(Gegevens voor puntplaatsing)
▬▬▬

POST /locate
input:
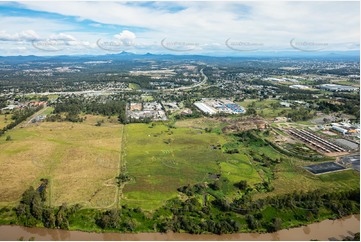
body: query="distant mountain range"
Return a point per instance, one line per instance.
(325, 55)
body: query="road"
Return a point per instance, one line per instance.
(40, 112)
(108, 92)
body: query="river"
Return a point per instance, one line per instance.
(325, 230)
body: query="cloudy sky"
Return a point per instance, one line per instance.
(214, 28)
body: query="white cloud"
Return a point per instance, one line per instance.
(62, 36)
(27, 35)
(125, 35)
(210, 24)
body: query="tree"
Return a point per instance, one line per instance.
(49, 218)
(242, 185)
(61, 217)
(36, 206)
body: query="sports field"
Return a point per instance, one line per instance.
(80, 160)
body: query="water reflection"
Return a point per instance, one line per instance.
(325, 230)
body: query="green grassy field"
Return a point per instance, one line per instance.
(134, 86)
(5, 120)
(79, 159)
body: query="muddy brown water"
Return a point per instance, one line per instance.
(325, 230)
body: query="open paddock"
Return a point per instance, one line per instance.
(80, 160)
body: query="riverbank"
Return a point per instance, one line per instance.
(325, 230)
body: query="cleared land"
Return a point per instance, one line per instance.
(5, 120)
(80, 160)
(160, 160)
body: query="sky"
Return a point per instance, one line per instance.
(167, 27)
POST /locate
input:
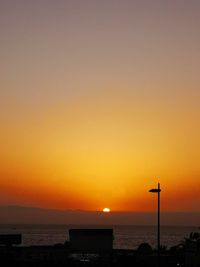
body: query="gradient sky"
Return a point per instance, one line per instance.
(100, 100)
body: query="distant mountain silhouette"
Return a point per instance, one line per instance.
(31, 215)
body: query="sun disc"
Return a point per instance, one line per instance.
(106, 210)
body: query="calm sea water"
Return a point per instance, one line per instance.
(126, 237)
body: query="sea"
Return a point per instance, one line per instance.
(125, 236)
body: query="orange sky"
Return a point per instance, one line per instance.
(98, 103)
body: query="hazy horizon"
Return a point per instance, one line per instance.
(99, 102)
(32, 215)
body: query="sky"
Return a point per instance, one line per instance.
(100, 101)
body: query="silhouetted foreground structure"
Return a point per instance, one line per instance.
(94, 247)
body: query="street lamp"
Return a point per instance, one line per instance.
(158, 190)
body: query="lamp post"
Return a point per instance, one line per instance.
(158, 190)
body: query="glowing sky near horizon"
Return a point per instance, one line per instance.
(100, 100)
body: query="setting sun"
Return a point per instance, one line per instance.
(106, 210)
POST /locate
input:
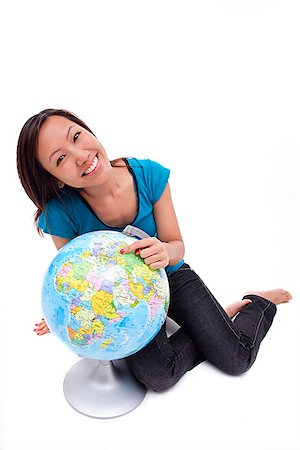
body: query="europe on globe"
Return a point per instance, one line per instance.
(100, 303)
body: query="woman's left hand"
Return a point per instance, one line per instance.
(152, 250)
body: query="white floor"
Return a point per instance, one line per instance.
(210, 90)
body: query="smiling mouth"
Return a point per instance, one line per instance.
(92, 166)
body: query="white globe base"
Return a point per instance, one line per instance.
(102, 389)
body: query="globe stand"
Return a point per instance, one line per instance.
(102, 389)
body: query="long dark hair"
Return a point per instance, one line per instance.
(39, 185)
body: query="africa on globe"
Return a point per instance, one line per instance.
(100, 303)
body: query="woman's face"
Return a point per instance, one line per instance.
(71, 153)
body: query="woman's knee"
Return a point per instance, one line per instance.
(157, 378)
(237, 367)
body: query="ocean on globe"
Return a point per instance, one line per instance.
(100, 303)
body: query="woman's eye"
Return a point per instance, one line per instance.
(60, 159)
(76, 136)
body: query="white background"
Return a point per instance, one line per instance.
(209, 89)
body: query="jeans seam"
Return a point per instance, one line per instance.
(222, 315)
(259, 323)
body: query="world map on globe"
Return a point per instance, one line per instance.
(103, 304)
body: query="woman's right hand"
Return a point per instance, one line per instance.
(41, 328)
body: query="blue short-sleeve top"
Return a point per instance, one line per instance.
(71, 215)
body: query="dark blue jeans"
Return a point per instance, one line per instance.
(206, 332)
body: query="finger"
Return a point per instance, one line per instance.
(158, 265)
(142, 243)
(44, 331)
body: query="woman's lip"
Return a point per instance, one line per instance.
(96, 168)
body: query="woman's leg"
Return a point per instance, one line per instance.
(231, 346)
(206, 332)
(165, 360)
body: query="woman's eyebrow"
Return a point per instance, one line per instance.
(57, 150)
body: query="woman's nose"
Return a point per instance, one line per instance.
(81, 156)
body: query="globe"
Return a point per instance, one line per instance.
(102, 304)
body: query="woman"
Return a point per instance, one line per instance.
(65, 171)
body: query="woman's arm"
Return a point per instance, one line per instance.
(168, 248)
(167, 227)
(42, 327)
(59, 242)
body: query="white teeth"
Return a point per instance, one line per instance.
(92, 166)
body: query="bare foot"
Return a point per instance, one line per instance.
(235, 307)
(275, 295)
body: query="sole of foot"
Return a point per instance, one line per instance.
(276, 296)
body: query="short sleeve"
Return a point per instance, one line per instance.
(57, 220)
(158, 177)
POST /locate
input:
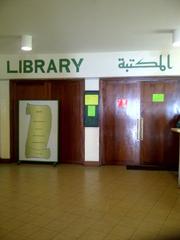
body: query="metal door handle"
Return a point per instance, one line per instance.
(141, 128)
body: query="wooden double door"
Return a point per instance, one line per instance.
(136, 119)
(69, 93)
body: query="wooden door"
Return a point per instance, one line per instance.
(156, 144)
(19, 90)
(120, 111)
(71, 130)
(160, 106)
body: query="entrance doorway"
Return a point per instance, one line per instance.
(136, 119)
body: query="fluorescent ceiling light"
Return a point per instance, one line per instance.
(176, 38)
(26, 43)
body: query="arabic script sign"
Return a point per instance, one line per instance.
(90, 65)
(132, 63)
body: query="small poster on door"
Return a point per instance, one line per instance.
(121, 102)
(38, 130)
(158, 97)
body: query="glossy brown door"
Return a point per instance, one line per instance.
(71, 131)
(139, 133)
(70, 95)
(19, 90)
(159, 146)
(120, 114)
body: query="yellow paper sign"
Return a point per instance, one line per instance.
(91, 99)
(91, 111)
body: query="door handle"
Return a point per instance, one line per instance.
(138, 129)
(141, 128)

▬▬▬

OEFENINGSDOEL - Toon elke regel uit de items waarin de tekenreeks "water" voorkomt, en neem die regels letterlijk over.

SCHRIFTELIJK ANTWOORD -
body: query="water reflection"
body: query="muddy brown water"
body: query="calm sea water"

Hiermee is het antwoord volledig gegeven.